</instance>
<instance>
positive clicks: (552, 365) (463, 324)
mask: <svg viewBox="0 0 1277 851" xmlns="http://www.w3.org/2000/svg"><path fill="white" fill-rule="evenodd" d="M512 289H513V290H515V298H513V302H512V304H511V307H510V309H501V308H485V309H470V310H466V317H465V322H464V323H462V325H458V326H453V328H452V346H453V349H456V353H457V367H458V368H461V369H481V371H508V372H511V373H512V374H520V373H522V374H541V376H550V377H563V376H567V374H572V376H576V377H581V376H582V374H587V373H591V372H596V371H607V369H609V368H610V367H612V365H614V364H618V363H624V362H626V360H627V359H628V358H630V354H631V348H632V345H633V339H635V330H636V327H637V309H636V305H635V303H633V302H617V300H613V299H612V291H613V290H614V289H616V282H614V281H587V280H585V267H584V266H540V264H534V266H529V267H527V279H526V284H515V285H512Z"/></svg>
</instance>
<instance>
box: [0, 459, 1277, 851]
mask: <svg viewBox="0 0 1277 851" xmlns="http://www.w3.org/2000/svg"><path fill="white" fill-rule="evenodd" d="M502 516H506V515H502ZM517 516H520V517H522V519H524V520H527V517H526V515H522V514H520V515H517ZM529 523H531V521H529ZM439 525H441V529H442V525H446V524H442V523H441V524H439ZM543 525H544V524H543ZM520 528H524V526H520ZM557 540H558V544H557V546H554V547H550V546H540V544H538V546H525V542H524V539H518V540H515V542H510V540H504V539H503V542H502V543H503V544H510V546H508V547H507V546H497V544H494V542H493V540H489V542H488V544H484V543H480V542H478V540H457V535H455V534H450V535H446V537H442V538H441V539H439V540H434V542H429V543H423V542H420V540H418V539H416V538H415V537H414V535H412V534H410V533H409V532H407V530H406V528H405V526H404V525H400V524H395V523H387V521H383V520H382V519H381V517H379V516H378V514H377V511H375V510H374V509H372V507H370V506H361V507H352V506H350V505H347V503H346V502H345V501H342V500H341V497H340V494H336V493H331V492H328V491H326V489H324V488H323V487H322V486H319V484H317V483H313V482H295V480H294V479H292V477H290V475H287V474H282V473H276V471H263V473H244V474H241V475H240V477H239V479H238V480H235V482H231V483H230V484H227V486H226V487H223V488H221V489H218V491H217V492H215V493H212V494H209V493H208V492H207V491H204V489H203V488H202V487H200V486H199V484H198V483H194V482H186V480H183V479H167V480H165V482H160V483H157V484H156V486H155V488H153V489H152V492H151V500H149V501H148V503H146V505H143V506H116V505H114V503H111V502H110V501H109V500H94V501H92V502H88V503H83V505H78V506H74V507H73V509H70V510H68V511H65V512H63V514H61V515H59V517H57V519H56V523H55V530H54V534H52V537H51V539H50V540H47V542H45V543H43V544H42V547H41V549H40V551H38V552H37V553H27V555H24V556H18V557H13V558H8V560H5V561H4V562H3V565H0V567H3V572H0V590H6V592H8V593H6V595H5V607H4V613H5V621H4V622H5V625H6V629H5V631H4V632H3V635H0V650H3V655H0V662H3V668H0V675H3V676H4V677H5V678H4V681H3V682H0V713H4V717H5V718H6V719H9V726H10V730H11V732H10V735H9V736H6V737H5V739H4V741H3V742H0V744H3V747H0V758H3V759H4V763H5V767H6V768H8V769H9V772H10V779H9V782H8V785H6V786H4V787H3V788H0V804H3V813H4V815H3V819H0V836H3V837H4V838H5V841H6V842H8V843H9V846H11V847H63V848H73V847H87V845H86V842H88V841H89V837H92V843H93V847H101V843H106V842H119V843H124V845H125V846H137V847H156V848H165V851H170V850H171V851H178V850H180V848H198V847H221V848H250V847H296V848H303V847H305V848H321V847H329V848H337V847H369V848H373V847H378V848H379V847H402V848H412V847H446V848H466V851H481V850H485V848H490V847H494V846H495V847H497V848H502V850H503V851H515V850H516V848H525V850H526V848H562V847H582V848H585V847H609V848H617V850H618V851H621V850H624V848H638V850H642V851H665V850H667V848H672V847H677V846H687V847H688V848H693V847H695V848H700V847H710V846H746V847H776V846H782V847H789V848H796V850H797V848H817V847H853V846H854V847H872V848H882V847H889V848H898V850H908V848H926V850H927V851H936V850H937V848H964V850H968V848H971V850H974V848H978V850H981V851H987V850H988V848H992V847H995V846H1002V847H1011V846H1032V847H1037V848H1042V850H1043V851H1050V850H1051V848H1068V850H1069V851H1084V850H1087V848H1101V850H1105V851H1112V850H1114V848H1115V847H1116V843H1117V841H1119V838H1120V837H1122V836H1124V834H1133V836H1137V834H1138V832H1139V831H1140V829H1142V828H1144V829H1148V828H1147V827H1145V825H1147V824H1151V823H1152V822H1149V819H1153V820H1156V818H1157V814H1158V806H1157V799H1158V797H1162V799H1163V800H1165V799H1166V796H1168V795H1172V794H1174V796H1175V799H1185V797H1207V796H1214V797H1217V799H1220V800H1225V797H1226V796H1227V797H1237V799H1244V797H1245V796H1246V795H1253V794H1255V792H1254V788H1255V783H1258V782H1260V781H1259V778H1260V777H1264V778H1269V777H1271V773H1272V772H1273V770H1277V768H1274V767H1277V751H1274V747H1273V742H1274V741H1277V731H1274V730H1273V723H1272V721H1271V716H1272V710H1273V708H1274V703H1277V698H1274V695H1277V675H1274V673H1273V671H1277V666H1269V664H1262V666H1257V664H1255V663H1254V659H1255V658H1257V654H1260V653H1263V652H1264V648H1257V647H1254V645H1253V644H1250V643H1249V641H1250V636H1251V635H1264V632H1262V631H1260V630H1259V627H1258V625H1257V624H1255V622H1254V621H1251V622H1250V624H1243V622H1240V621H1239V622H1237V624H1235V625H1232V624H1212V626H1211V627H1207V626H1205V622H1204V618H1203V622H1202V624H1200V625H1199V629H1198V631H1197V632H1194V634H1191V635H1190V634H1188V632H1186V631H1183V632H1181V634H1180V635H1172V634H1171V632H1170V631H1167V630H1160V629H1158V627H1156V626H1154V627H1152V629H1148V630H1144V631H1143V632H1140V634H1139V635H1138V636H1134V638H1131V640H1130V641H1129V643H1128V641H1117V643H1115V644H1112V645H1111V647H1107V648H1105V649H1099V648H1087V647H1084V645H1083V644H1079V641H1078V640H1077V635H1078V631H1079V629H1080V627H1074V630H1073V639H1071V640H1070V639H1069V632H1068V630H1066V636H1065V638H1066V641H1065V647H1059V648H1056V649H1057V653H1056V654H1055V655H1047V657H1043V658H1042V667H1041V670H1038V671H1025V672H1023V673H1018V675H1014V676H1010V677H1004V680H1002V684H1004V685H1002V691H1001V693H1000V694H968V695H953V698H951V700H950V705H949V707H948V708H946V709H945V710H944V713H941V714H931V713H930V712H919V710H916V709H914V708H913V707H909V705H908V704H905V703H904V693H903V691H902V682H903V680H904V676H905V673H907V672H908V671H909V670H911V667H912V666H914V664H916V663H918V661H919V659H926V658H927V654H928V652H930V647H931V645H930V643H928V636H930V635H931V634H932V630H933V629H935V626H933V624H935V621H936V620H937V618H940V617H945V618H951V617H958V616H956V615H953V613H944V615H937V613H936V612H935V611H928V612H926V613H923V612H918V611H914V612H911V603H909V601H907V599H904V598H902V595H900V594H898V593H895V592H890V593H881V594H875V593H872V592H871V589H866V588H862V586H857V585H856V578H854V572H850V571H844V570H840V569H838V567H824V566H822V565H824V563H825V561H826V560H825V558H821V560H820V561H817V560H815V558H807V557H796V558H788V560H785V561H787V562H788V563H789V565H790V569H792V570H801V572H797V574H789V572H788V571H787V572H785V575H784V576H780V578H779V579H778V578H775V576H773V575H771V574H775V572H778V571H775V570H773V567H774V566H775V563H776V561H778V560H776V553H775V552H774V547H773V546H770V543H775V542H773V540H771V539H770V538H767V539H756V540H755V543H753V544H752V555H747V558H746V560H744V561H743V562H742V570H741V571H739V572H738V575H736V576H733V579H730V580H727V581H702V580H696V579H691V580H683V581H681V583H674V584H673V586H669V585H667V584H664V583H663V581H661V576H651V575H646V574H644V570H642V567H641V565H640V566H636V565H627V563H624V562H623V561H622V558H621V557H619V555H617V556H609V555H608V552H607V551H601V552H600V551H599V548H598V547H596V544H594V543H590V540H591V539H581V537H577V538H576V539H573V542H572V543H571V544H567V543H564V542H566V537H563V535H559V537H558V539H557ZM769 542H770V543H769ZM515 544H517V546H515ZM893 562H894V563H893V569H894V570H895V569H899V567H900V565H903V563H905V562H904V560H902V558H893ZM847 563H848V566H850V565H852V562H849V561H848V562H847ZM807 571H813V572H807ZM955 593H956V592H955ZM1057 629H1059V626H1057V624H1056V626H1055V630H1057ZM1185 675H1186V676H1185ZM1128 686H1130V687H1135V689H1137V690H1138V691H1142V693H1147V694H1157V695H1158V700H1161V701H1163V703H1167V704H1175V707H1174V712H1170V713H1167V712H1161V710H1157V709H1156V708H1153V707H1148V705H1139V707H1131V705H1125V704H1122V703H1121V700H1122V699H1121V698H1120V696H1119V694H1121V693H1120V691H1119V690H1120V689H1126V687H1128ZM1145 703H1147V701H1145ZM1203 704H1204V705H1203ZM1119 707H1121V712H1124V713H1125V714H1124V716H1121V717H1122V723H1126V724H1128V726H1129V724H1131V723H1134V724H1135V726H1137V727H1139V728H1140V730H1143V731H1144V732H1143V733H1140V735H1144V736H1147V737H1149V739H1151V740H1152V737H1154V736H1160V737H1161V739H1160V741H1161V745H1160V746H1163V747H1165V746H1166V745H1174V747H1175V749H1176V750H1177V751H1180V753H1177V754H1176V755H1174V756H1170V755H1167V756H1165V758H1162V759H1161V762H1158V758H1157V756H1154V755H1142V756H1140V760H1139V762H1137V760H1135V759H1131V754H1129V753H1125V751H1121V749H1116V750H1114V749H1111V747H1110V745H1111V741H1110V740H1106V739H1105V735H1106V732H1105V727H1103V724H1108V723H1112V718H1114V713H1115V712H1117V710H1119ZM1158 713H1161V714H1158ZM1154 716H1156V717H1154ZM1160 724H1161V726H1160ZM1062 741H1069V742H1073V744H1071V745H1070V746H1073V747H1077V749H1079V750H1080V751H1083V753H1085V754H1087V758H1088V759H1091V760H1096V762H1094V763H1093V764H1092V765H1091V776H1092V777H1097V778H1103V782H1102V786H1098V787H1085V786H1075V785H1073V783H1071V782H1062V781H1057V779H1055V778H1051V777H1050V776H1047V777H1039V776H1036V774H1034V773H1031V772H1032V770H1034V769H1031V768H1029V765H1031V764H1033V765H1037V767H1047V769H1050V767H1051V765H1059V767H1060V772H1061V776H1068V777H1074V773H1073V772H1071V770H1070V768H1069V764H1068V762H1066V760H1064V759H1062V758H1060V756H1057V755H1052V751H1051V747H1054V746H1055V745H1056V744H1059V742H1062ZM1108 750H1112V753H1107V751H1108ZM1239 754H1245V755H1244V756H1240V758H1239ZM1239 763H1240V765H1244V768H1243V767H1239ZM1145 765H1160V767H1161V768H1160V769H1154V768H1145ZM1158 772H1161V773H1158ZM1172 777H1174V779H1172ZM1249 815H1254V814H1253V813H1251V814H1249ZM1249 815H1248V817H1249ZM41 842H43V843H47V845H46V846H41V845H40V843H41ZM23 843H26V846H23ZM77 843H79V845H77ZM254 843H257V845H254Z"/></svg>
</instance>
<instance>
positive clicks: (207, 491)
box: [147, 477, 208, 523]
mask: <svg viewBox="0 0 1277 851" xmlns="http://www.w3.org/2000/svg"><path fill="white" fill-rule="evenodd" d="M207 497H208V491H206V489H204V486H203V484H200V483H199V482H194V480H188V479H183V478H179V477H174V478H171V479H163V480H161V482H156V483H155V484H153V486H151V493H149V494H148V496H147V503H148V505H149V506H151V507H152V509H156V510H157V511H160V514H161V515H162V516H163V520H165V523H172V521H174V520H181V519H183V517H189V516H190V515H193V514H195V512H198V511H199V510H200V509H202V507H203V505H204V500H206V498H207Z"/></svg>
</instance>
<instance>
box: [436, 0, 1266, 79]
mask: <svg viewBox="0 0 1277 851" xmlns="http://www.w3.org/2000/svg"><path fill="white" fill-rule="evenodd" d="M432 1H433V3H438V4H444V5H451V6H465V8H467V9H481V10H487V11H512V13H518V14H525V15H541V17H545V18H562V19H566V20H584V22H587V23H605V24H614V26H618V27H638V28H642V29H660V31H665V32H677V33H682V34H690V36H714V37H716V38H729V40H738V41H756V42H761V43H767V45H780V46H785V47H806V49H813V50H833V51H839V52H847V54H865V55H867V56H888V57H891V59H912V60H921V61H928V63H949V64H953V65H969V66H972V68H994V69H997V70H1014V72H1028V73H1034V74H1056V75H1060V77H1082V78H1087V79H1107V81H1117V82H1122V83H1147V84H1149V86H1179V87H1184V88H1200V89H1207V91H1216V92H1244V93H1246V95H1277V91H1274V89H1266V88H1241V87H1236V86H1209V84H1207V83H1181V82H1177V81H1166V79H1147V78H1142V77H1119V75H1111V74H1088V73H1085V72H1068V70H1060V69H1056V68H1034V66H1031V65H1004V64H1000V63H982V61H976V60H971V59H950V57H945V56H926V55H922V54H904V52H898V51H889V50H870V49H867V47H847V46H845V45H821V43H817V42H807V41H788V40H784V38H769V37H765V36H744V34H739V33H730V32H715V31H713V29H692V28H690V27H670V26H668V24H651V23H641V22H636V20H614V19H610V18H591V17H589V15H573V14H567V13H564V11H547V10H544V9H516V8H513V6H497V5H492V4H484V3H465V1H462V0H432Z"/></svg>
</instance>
════════════════════
> **Task details**
Among the lines above, which ones hold the string "clicks"? Show them.

> **Solution for this task**
positive clicks: (552, 365) (463, 324)
positive clicks: (207, 491)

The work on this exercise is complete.